» BRIEF A
Swap "surprised" for "puzzled" in the issue thread about the segment term buffer error, and write out the passage starting with "Thank you for" and going on through "other respects soon.".
» BRIEF B
Carry on the issue thread about the segment term buffer error after its last comment.

» TEXT EXTRACT
** Start **
Skip to content
This repository has been archived by the owner on Jan 6, 2023. It is now read-only.

Correlation ID Alignment Error on Insufficient Segment Term Buffer Size #831

Open
alexanderkiel opened this issue Nov 22, 2017 · 5 comments

Comments

@alexanderkiel
Copy link
Contributor

I have a job which transfers quite big segments (can't easily say how big). During the upgrade vom v0.9.15 to v0.12.0-rc1, I got an exception with the message "Lost and regained image with the same session-id and different correlation-id.". The exception handler registered at the lifecycle showed that this exception was thrown during a read-batch lifecycle at a task receiving big segments.

Adding :onyx.messaging/term-buffer-size.segment 16777216 to the peer config (as suggested in the change logs) solved my issue.

I would like to see a more concrete error message due to insufficient segment term buffer size.

@lbradstreet
Copy link
Member

Thank you for the report. I'm surprised that that is the error that you saw for this case, as we do have a more specific error that reports that the segment size is too big. We need to improve the error messages around the Aeron exception handling in other respects soon.

I'll have some improvements here soon, hopefully before 0.12 final is released.

@alexanderkiel
Copy link
Contributor Author

Thanks, I'll the the next RC's when available. I also use onyx-peer-http-query and I don't see a metric about segment sizes. Having such a metric would be good to investigate such issues.

@lbradstreet
Copy link
Member

I agree. We actually track the cumulative bytes transferred, so it would not be hard to do this as well.
** End **
(Excerpts of pointing data)
** Start **
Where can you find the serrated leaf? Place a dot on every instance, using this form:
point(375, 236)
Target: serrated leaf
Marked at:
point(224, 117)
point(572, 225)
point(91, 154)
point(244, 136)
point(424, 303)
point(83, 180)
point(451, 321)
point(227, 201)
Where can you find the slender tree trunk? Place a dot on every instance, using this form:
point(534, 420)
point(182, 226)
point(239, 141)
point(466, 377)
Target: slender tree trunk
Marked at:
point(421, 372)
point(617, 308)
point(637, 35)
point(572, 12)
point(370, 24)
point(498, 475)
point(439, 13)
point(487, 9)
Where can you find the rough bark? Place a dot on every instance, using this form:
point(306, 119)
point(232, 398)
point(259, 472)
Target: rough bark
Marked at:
** End **
» EXERCISE OUTPUT A
Thank you for the report. I'm puzzled that that is the error that you saw for this case, as we do have a more specific error that reports that the segment size is too big. We need to improve the error messages around the Aeron exception handling in other respects soon.

» EXERCISE OUTPUT B
@lbradstreet
Copy link
Member

Do you have the full onyx.log for this issue? I'm having a little trouble tracking it down, as I see this exception on the publishing peer rather than the subscribing peer.

                    ^[[33monyx.peer.task-lifecycle/^[[1;33mwrite-batch^[[m  ^[[32m     task_lifecycle.clj:  160^[[m                                                                                                                                                                      
^[[33monyx.plugin.messaging-output.MessengerOutput/^[[1;33mwrite-batch^[[m  ^[[32m   messaging_output.clj:  100^[[m                                                                                                                                                                      
                                    ^[[33mclojure.core/^[[1;33mex-info^[[m  ^[[32m               core.clj: 4617^[[m                                                                                                                                                                      
^[[1;31mclojure.lang.ExceptionInfo^[[m: ^[[3mAeron buffer size is not big enough to contain the segment.                                                                                                                                                                                 
                                                                     Please increase the segments term buffer length.                                                                                                                                                                    
                                                                     This can be performed via the peer-config `:onyx.messaging/term-buffer-size.segment`. Term buffer size must be at least size = max-segment-size * 8.^[[m                                                            
^[[1;31mclojure.lang.ExceptionInfo^[[m: ^[[3mCaught exception inside task lifecycle :lifecycle/write-batch. Rebooting the task. -> Exception type: clojure.lang.ExceptionInfo. Exception message: Aeron buffer size is not big enough to contain the segment.                            
                                                                     Please increase the segments term buffer length.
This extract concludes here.